WHAT TO DO.
Please transcribe every record below exactly as written.

[Saved data entries]
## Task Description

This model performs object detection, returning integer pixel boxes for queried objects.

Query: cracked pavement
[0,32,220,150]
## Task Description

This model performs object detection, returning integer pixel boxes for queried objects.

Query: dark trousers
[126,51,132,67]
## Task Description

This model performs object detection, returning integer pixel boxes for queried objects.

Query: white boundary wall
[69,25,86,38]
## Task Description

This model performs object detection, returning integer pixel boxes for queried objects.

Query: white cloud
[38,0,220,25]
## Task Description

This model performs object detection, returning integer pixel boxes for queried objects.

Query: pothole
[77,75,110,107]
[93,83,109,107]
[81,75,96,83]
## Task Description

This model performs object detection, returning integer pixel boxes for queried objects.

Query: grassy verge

OUTPUT FOR THIS EXERCISE.
## Task Description

This model performs object detection, returning integer pixel boxes for queried objects.

Query: cracked pavement
[0,32,220,150]
## Task Description

This model performs object detection, returning integer pixel boxes for queried objects.

Query: dark trousers
[126,51,132,67]
## Task Description

This model performs object detection, returning integer pixel boxes for queried objects.

Query: white boundary wall
[69,25,86,38]
## Task Description

This model performs object detection, returning integer pixel boxes for queried objects.

Query: white cloud
[38,0,220,25]
## Task Description

This model performs object detection, returning integer pixel boxes for queried objects.

Query: pothole
[77,75,110,107]
[93,83,109,107]
[81,75,96,83]
## Task Description

This model performs object detection, returning integer pixel boxes for queried objects.

Query: grassy verge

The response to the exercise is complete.